STATED PROBLEM >> Count the lines below that contain the string "white", where case counts, and reply with only the number.

RECORD SET >>
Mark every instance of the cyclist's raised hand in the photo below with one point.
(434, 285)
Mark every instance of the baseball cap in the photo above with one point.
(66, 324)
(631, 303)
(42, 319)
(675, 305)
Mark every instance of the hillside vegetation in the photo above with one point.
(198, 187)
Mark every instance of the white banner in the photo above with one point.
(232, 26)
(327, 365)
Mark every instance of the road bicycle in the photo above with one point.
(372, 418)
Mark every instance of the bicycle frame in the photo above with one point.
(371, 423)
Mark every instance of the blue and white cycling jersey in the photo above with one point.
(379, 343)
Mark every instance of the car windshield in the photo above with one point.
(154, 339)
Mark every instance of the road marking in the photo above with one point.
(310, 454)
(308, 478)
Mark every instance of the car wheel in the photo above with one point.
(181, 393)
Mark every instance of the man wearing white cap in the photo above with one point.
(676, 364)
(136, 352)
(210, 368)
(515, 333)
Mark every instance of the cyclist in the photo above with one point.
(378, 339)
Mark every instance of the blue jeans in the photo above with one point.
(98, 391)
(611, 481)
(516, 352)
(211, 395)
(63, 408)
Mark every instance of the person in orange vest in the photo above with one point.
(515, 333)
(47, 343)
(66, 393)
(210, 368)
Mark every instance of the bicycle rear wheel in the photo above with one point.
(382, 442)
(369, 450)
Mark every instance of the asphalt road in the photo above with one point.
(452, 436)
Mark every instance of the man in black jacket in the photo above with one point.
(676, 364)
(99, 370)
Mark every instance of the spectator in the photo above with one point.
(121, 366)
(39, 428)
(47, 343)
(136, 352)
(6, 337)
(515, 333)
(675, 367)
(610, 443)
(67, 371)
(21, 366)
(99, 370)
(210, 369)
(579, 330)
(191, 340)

---

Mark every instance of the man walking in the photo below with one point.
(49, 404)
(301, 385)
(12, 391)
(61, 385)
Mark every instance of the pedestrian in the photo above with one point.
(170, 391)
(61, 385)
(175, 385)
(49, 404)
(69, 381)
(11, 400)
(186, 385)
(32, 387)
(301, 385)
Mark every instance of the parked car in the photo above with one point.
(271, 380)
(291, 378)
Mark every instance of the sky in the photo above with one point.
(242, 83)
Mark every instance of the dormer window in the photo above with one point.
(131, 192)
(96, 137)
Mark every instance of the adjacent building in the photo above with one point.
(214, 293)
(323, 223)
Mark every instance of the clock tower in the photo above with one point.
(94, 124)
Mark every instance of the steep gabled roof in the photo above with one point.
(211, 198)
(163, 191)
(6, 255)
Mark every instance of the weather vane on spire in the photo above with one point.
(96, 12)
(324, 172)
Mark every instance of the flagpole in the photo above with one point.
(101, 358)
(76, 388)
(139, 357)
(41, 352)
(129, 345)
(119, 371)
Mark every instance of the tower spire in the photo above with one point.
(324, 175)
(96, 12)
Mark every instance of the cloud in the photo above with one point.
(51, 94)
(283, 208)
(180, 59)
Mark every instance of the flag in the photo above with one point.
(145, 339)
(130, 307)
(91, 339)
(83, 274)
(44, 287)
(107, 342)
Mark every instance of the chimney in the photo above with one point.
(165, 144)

EXPECTED ANSWER >> 3